• DESCRIPTION OF THE TASK: Transcribe the lines of the records starting with the one that has "the pink flower" in it and ending with the last, and transcribe nothing else.

• SUPPLIED DATA:
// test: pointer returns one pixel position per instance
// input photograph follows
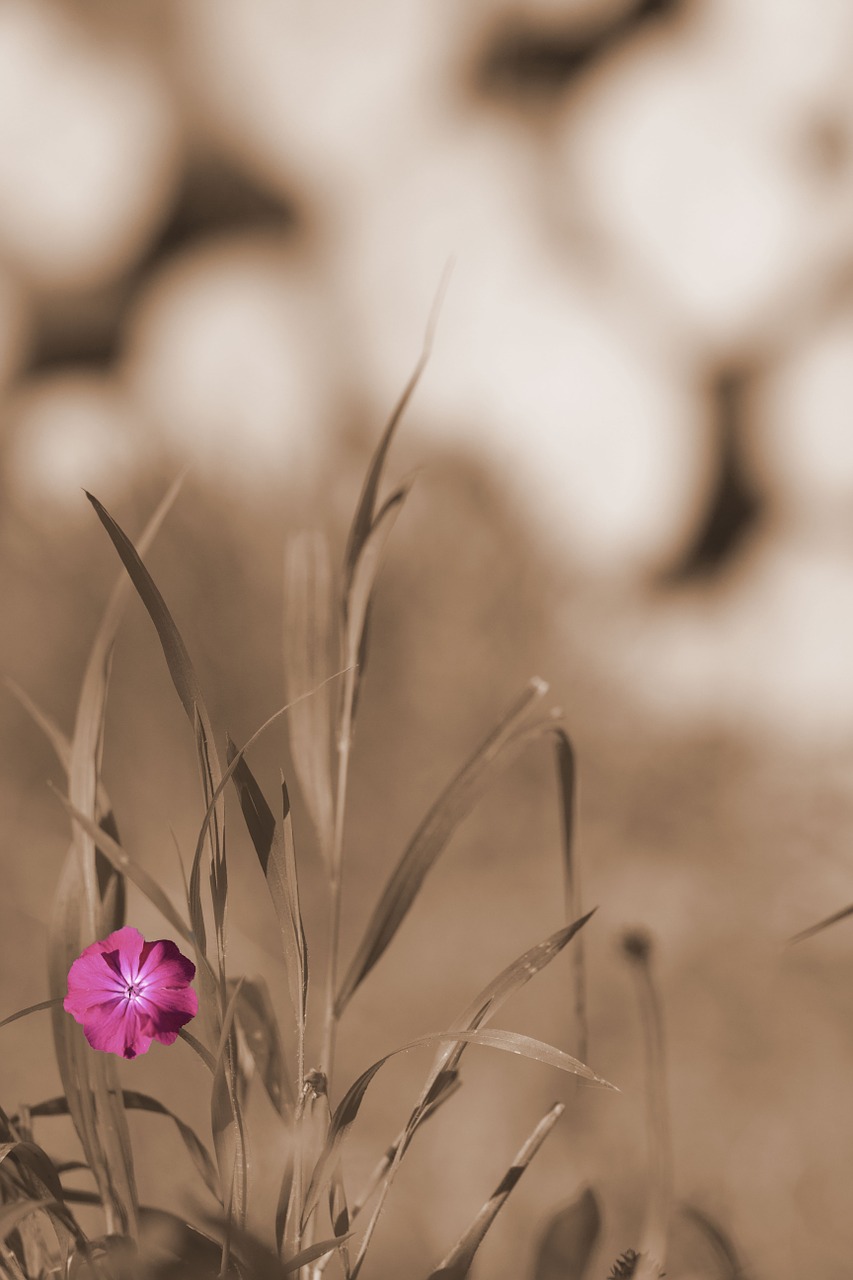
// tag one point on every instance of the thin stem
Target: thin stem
(345, 748)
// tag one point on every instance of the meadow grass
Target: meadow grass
(240, 1031)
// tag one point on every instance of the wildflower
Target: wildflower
(126, 992)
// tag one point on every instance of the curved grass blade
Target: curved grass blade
(31, 1009)
(135, 1101)
(429, 841)
(188, 690)
(277, 856)
(133, 871)
(227, 1118)
(446, 1066)
(725, 1252)
(457, 1264)
(259, 1046)
(569, 1242)
(308, 632)
(363, 520)
(347, 1110)
(637, 947)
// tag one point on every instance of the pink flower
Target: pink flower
(126, 992)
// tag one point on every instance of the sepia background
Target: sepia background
(222, 229)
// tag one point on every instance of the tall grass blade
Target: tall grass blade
(445, 1069)
(31, 1009)
(277, 855)
(260, 1051)
(308, 631)
(723, 1246)
(135, 1101)
(457, 1264)
(347, 1110)
(658, 1206)
(429, 841)
(186, 684)
(226, 1115)
(570, 1239)
(133, 871)
(566, 778)
(365, 510)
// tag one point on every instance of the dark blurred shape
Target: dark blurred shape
(87, 329)
(625, 1266)
(735, 506)
(215, 197)
(570, 1240)
(537, 60)
(721, 1244)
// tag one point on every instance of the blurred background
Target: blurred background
(222, 229)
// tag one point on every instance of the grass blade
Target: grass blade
(723, 1246)
(308, 632)
(429, 841)
(31, 1009)
(135, 1101)
(835, 918)
(277, 856)
(260, 1051)
(347, 1110)
(445, 1069)
(365, 510)
(186, 684)
(457, 1264)
(569, 1242)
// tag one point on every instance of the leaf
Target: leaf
(135, 1101)
(566, 778)
(277, 855)
(637, 947)
(364, 515)
(259, 1040)
(723, 1246)
(457, 1264)
(308, 631)
(446, 1066)
(429, 841)
(822, 924)
(31, 1009)
(364, 576)
(226, 1114)
(569, 1242)
(347, 1110)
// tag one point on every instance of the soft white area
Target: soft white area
(87, 149)
(68, 432)
(227, 361)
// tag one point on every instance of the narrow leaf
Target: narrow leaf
(429, 841)
(135, 1101)
(308, 632)
(457, 1264)
(347, 1110)
(276, 853)
(725, 1252)
(133, 871)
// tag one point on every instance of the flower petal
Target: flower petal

• WRITTEN RESPONSE:
// tag one point on every instance of the pink flower
Target: pink flower
(126, 992)
// tag one point on every instance of the sepia background
Target: sepia background
(222, 229)
// tag one point on every instance of the tall grass blade
Target: tall grass blade
(445, 1069)
(31, 1009)
(277, 855)
(260, 1051)
(308, 631)
(723, 1246)
(135, 1101)
(457, 1264)
(347, 1110)
(658, 1206)
(429, 841)
(186, 684)
(226, 1115)
(570, 1239)
(133, 871)
(566, 778)
(365, 510)
// tag one point on every instance of the dark blurred shape
Target: dark blurred shape
(87, 329)
(625, 1266)
(735, 506)
(215, 197)
(570, 1240)
(537, 60)
(721, 1244)
// tag one point on every instance of the blurred background
Target: blurred background
(222, 229)
// tag one point on every instance of the grass blade
Target: grass blade
(723, 1246)
(308, 632)
(429, 841)
(31, 1009)
(135, 1101)
(835, 918)
(277, 856)
(260, 1051)
(347, 1110)
(445, 1069)
(365, 510)
(186, 684)
(457, 1264)
(569, 1242)
// tag one point on every instance of the leaf
Target: leaf
(135, 1101)
(566, 778)
(277, 855)
(637, 947)
(364, 515)
(259, 1040)
(723, 1246)
(457, 1264)
(308, 631)
(446, 1066)
(429, 841)
(822, 924)
(31, 1009)
(364, 576)
(226, 1114)
(569, 1242)
(347, 1110)
// tag one point on every instance of the soft white area
Target: soft white area
(87, 149)
(68, 432)
(227, 361)
// tag one point on every instance of the narrow leaf
Target: narrow leaf
(429, 841)
(135, 1101)
(308, 632)
(457, 1264)
(347, 1110)
(276, 853)
(725, 1252)
(133, 871)
// tag one point on every instance of the flower petal
Target: flower petal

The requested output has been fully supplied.